▶ _What is expected_
Pick out each line of the material that contains the string "blue" and copy it.

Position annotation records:
—————

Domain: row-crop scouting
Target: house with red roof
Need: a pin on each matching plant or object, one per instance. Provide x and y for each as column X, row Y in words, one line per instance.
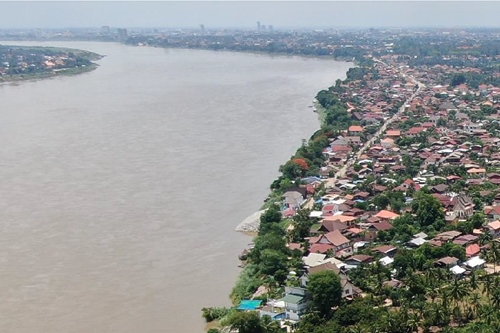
column 386, row 215
column 472, row 250
column 333, row 241
column 492, row 213
column 493, row 228
column 414, row 131
column 355, row 130
column 394, row 134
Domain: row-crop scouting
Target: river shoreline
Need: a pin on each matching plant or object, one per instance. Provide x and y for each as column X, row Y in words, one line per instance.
column 49, row 75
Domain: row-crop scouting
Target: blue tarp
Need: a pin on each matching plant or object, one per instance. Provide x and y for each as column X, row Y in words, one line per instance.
column 249, row 304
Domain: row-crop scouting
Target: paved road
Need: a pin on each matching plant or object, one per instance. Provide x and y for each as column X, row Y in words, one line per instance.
column 330, row 182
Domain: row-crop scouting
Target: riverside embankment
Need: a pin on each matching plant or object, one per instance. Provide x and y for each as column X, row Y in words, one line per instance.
column 122, row 186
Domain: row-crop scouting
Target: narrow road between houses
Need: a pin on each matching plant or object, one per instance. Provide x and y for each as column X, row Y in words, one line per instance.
column 330, row 182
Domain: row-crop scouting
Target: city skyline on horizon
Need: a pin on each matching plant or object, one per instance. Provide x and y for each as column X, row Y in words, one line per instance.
column 245, row 14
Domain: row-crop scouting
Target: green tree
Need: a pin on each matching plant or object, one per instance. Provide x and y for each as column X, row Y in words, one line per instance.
column 325, row 291
column 246, row 322
column 427, row 208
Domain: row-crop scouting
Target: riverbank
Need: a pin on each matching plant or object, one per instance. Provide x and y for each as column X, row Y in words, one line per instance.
column 47, row 75
column 30, row 63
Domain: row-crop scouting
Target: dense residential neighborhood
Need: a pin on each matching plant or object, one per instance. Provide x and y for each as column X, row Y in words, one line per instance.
column 395, row 201
column 17, row 62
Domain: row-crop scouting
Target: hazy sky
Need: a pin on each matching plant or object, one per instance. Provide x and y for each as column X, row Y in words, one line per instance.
column 245, row 14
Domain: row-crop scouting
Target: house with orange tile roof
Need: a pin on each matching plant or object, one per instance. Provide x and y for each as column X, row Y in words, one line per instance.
column 386, row 215
column 355, row 130
column 493, row 228
column 335, row 241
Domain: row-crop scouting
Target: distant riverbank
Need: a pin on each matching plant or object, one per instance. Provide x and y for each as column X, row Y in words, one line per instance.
column 47, row 75
column 31, row 63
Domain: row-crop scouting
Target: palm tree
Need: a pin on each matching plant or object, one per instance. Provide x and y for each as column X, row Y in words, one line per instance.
column 495, row 299
column 495, row 253
column 485, row 238
column 445, row 298
column 473, row 280
column 476, row 302
column 432, row 293
column 413, row 322
column 488, row 284
column 432, row 275
column 458, row 291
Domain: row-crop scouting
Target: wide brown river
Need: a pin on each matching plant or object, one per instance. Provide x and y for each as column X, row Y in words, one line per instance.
column 120, row 188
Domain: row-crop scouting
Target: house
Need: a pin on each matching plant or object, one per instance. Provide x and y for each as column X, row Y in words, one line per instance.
column 475, row 263
column 358, row 259
column 334, row 241
column 440, row 188
column 372, row 230
column 457, row 270
column 347, row 220
column 386, row 261
column 472, row 250
column 493, row 228
column 393, row 134
column 293, row 199
column 354, row 140
column 447, row 262
column 465, row 240
column 414, row 131
column 295, row 302
column 387, row 143
column 492, row 213
column 355, row 130
column 339, row 142
column 447, row 236
column 386, row 250
column 386, row 215
column 416, row 242
column 329, row 226
column 463, row 206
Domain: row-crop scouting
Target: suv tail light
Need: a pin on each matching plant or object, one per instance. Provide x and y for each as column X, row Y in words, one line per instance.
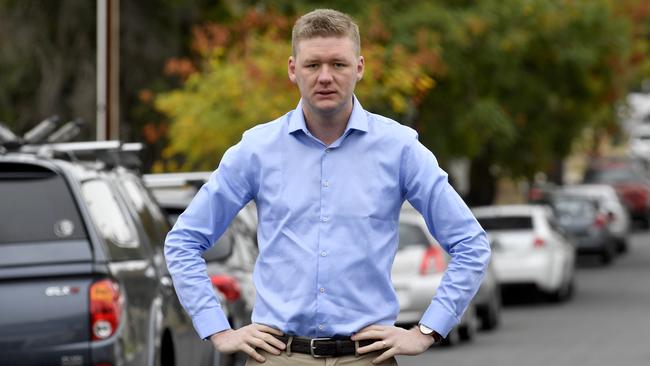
column 106, row 302
column 433, row 261
column 601, row 220
column 227, row 285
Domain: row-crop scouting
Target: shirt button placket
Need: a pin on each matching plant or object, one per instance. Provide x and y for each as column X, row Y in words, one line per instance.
column 323, row 243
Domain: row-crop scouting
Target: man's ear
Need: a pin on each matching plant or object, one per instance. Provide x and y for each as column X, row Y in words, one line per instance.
column 361, row 65
column 291, row 69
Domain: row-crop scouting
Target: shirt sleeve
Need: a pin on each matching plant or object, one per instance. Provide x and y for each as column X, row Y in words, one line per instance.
column 452, row 223
column 206, row 218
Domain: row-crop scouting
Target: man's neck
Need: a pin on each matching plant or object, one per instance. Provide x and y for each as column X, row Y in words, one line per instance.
column 327, row 128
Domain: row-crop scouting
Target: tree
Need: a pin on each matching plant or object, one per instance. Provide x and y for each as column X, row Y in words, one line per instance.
column 47, row 61
column 240, row 79
column 523, row 79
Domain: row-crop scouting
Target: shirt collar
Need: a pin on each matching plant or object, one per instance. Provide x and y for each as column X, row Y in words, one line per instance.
column 358, row 118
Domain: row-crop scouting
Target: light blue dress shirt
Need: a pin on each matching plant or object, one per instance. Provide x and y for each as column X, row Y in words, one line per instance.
column 327, row 232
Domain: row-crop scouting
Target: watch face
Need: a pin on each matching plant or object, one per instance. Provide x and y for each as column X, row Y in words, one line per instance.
column 425, row 330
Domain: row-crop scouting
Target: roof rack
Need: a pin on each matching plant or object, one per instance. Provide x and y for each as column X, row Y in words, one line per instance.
column 44, row 140
column 173, row 180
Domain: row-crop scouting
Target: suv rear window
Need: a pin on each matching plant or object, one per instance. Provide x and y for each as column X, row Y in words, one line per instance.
column 506, row 223
column 411, row 235
column 36, row 206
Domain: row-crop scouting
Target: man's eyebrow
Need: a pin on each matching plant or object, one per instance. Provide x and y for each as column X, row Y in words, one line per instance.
column 333, row 59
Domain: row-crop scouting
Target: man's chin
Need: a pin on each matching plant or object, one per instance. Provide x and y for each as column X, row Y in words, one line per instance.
column 328, row 107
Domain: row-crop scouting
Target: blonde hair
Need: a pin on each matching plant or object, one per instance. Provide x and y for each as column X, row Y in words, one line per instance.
column 325, row 23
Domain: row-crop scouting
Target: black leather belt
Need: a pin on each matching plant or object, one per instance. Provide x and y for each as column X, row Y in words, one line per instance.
column 322, row 347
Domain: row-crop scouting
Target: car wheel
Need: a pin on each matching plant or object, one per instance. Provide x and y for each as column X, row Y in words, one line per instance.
column 622, row 246
column 452, row 339
column 467, row 329
column 564, row 293
column 607, row 255
column 490, row 316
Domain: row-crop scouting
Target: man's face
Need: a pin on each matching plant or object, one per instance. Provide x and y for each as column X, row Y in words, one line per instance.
column 326, row 69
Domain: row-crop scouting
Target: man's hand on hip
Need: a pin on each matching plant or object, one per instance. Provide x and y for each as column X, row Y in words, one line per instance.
column 393, row 341
column 247, row 339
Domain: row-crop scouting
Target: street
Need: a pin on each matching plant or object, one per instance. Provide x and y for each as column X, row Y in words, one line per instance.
column 606, row 323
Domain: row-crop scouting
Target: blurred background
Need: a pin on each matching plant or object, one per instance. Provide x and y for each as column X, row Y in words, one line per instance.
column 522, row 101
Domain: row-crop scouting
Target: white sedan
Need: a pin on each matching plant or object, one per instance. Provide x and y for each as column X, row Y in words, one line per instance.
column 527, row 249
column 418, row 268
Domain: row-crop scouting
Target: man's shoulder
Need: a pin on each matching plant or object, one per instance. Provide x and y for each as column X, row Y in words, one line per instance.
column 389, row 128
column 264, row 131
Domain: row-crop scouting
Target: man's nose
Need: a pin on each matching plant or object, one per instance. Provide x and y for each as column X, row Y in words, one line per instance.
column 325, row 74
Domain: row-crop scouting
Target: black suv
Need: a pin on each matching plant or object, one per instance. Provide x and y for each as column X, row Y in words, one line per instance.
column 82, row 273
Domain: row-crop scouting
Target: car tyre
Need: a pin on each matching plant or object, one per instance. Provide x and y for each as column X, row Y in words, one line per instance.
column 490, row 315
column 622, row 246
column 452, row 339
column 607, row 255
column 564, row 293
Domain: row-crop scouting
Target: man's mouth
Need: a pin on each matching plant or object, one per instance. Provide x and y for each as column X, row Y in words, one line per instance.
column 325, row 92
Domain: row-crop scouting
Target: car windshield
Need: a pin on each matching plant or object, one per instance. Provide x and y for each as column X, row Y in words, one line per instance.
column 37, row 206
column 513, row 222
column 572, row 208
column 610, row 176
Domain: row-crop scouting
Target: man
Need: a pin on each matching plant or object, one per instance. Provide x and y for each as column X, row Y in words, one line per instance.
column 329, row 179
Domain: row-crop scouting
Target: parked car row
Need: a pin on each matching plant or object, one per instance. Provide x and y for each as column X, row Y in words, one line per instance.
column 418, row 267
column 82, row 274
column 83, row 280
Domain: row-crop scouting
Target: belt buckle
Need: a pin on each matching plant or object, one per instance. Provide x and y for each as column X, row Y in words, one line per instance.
column 312, row 347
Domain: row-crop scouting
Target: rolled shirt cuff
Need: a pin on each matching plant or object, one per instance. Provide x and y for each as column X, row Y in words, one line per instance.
column 209, row 322
column 439, row 319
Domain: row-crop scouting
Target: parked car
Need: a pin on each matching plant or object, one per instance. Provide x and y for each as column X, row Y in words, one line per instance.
column 528, row 249
column 639, row 144
column 488, row 300
column 619, row 218
column 587, row 224
column 418, row 269
column 82, row 273
column 630, row 181
column 230, row 262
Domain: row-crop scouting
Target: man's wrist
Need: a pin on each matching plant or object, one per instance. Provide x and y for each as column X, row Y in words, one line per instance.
column 430, row 332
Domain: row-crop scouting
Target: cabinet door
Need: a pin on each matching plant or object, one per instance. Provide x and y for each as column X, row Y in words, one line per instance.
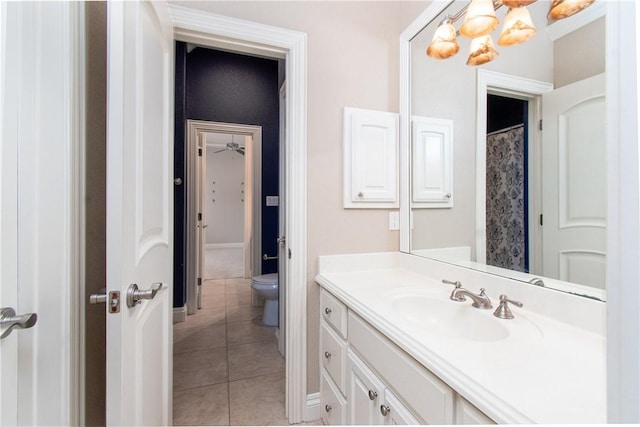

—————

▶ _Reply_
Target: blue tarp
Target: light blue dress shirt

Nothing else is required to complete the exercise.